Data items
----

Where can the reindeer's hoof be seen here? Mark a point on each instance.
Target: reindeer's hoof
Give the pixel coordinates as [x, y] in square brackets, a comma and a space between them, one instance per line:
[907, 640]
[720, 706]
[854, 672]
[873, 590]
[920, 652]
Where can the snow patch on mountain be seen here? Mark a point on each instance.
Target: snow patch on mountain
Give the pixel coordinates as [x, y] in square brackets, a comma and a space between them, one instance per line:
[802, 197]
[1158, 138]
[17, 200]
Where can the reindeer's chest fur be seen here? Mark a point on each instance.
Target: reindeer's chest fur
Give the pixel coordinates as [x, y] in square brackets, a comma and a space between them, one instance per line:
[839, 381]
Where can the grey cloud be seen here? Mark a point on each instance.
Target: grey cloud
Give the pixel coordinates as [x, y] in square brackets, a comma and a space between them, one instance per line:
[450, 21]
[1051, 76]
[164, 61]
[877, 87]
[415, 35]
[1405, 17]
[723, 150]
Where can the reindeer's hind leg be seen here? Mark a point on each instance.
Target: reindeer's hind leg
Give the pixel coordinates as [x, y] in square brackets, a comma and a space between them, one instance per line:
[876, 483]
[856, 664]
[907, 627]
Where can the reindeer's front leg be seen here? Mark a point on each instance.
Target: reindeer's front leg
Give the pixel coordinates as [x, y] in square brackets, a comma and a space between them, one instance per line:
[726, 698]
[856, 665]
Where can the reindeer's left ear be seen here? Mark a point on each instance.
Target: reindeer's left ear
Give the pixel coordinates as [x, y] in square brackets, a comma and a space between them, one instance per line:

----

Work instructions
Rewrite every line in the stretch from the line containing "Where can the reindeer's chest" through the end of the material, both ends included and requests kept as they are. Rescale each coordinate in the answers by 0.75, rounding to whole numbers with halves going up.

Task output
Where can the reindeer's chest fur be seen here? Mark a point on each instance.
Target: reindeer's chest fur
Give the pixel coordinates as [x, y] in square brackets, a comma and a space between them, one instance per line:
[629, 286]
Where can the grey cloud be seen here? Mark a point on each instance.
Target: grey cloud
Give the pixel coordinates as [x, y] in square brackets, a comma and a space between them, one instance per line:
[338, 16]
[788, 57]
[123, 46]
[658, 65]
[311, 26]
[1054, 13]
[542, 113]
Where can the reindeer's hind leg be seen here? Mark a point on each instance.
Target: reindeer's hind leg
Give the pixel coordinates as [x, y] in square brackets, a comma and a space between them, one instance per line:
[657, 362]
[642, 498]
[680, 470]
Where can the reindeer's front leg be seen here? Mark a point on each instance.
Target: reindeer's front leg
Give the pixel coordinates as [x, y] in square brackets, a comma and a space between them, one instance per line:
[545, 524]
[642, 499]
Where can the reindeer's left ear be seen here? Mark a point on each instance.
Target: reindeer's left ear
Give the pixel coordinates as [x, y] in square brackets, a comma and a space between them, one instance per line:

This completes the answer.